Page:
####################

Thursday, December 27, 2018

The Silence of Others: Speaks Up in Amnesiac Spain

By José Alberto Hermosillo
The Silence of Others poster ©2018 Cinephil
 
“The Silence of Others” is an award-winning documentary that bravely appraises the truth of the enforced disappearances under the Franco regime.

This insightful non-fiction work revives the memory of a country forced to forget those unhealed wounds of repression and the people who never give up pursuing the bull’s eye.

This documentary, produced by Pedro and Agustin Almodóvar, brings to light the disappearance of hundreds of individuals ordered by the Spanish dictator General Francisco Franco and his cronies four decades later.

After Franco’s passing in 1975, the new administration offered the killers, abusers, and torturers an amnesty. That atrocity was called the “Pact of Forgetting.” The agreement certainly did not do justice to the thousands of victims, who, after their disenchantment, had to go out of their country to prosecute the criminals globally.

The “Pact of Forgiveness” is forbidden by the UN. Crimes against humanity cannot be condoned by the statute of limitations of a partisan judiciary power nor fall into mass amnesia in Spain or any democratic country.

####################

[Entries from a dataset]

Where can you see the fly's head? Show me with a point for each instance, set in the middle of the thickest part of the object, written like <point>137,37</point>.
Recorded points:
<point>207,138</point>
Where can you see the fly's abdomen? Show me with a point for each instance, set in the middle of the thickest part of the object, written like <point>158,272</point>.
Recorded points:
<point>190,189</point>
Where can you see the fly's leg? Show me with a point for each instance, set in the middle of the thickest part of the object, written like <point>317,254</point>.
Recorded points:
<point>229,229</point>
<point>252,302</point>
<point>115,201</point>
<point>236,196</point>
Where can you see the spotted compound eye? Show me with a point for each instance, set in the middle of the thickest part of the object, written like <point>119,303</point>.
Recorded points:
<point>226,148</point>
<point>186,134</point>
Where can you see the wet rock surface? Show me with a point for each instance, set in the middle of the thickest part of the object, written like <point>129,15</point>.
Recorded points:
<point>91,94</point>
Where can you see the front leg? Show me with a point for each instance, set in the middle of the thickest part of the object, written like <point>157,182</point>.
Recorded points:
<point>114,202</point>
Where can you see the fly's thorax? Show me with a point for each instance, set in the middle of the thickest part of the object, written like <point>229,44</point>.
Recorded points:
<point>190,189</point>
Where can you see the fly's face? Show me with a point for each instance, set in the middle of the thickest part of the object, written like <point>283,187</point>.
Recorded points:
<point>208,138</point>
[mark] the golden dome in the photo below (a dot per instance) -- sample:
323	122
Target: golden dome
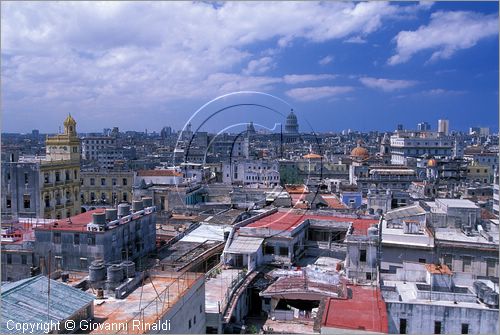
359	152
431	162
312	156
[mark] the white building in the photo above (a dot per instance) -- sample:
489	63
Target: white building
249	172
405	145
443	126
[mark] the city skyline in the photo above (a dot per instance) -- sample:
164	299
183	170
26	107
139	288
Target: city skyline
340	65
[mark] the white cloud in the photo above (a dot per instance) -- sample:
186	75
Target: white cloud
355	40
300	78
325	60
386	85
317	93
259	66
440	92
447	33
93	57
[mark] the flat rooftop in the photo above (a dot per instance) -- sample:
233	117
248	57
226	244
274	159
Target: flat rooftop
366	311
160	291
287	221
457	203
217	288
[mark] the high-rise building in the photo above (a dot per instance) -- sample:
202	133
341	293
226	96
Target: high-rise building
443	126
423	126
291	125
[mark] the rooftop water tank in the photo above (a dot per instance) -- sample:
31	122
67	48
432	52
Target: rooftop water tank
115	273
111	214
490	298
123	210
137	205
99	219
147	202
97	271
128	269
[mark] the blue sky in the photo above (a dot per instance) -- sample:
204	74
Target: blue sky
363	66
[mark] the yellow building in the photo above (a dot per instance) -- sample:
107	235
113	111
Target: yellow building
60	174
479	173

####################

Answer these questions from the review of "The Silence of Others" above.
(a) Who produced the documentary?
(b) In what year did Franco die?
(c) What does the review say the victims had to do to prosecute the criminals?

Response to this task:
(a) Pedro and Agustin Almodóvar.
(b) 1975.
(c) They had to go out of their country to prosecute the criminals globally.